### Instructions for the task
Among the entries that follow, find the lines containing the string "cabinet" and copy them.
────────────────────
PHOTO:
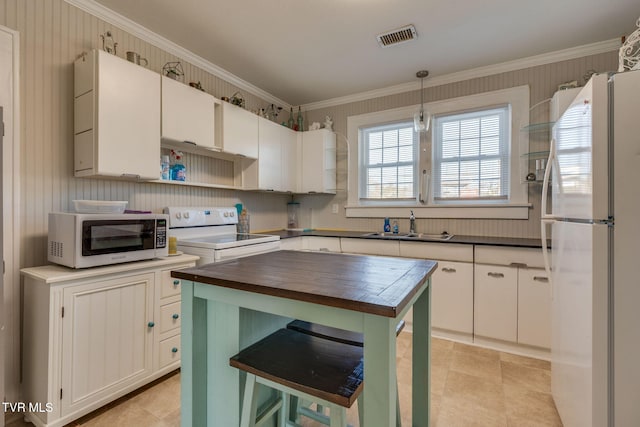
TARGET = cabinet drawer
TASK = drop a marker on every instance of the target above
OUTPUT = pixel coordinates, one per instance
(503, 255)
(169, 351)
(170, 317)
(170, 285)
(439, 251)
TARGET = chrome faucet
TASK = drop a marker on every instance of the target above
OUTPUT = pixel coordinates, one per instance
(412, 223)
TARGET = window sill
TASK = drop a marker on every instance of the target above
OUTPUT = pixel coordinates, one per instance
(510, 211)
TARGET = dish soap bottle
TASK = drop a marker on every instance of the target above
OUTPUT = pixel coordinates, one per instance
(178, 170)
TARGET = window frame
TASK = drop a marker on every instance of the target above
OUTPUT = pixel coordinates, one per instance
(504, 113)
(364, 167)
(516, 207)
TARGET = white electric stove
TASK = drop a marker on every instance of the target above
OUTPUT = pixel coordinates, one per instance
(210, 233)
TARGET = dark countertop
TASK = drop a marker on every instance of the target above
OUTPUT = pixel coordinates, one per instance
(469, 240)
(376, 285)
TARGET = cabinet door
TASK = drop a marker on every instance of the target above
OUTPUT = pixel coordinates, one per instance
(128, 119)
(534, 307)
(187, 114)
(496, 301)
(289, 150)
(107, 340)
(269, 155)
(318, 162)
(239, 131)
(452, 297)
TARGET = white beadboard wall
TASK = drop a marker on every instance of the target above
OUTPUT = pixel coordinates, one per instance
(543, 81)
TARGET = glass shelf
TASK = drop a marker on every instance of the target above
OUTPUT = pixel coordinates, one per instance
(536, 155)
(538, 127)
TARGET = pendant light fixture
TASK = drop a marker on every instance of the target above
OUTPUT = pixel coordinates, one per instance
(421, 120)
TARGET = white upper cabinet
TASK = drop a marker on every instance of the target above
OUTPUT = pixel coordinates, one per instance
(269, 155)
(188, 114)
(239, 131)
(318, 165)
(116, 118)
(276, 166)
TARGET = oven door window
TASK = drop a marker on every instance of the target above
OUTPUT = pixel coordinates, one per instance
(106, 236)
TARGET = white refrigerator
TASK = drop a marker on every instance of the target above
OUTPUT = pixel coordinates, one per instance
(594, 217)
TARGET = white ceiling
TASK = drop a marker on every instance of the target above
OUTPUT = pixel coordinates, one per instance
(305, 51)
────────────────────
### Expected answer
TARGET = cabinet drawer
TARGET = cabinet door
TARGET = white upper cabinet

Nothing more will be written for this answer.